Data records:
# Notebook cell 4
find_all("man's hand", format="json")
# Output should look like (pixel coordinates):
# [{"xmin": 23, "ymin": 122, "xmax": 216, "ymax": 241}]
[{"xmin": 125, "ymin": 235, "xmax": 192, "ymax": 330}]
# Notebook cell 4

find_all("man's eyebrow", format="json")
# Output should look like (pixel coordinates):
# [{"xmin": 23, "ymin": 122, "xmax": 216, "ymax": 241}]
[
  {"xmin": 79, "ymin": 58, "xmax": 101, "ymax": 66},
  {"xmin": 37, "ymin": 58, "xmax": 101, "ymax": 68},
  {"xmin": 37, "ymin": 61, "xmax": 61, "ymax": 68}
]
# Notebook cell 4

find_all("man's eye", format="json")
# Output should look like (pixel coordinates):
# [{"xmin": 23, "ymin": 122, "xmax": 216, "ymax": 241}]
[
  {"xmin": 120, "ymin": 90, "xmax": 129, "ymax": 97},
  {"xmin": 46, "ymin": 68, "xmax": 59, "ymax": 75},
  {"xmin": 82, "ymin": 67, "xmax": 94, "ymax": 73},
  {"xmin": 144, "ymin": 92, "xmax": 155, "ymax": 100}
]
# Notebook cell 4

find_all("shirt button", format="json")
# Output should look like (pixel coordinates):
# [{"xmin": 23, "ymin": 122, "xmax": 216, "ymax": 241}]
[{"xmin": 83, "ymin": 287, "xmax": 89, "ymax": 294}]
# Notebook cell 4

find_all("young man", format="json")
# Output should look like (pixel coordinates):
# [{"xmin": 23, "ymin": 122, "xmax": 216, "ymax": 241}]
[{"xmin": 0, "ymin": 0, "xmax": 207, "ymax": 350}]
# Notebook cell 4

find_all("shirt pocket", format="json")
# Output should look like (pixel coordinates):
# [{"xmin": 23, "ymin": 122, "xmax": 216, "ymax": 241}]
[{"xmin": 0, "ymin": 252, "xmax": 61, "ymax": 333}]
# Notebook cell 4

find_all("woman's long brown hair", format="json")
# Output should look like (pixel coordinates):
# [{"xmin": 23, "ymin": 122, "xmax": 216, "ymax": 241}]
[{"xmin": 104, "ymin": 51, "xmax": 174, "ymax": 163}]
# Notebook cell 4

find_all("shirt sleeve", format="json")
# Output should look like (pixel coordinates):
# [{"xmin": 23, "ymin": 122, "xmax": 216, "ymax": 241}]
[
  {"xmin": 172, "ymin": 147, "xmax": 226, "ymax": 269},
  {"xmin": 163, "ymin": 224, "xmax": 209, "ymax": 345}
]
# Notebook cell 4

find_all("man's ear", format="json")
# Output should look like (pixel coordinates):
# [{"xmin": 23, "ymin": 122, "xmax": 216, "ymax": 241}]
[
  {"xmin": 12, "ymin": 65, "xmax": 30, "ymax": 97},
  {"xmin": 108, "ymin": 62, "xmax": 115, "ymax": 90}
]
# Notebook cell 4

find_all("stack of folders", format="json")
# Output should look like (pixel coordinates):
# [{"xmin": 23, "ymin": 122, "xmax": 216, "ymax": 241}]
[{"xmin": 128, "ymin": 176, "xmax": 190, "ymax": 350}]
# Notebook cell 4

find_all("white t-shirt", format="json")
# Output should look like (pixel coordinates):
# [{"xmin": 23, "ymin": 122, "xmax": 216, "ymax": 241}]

WHAT TO PRODUCE: Please pick out and copy every line in the records above that contains the string "format", where case counts.

SOLUTION FOR THIS TASK:
find_all("man's hand", format="json")
find_all("man's eyebrow", format="json")
find_all("man's eye", format="json")
find_all("shirt button", format="json")
find_all("young man", format="json")
find_all("shirt pocket", format="json")
find_all("woman's long brown hair", format="json")
find_all("shirt sleeve", format="json")
find_all("man's ear", format="json")
find_all("stack of folders", format="json")
find_all("white t-shirt", format="json")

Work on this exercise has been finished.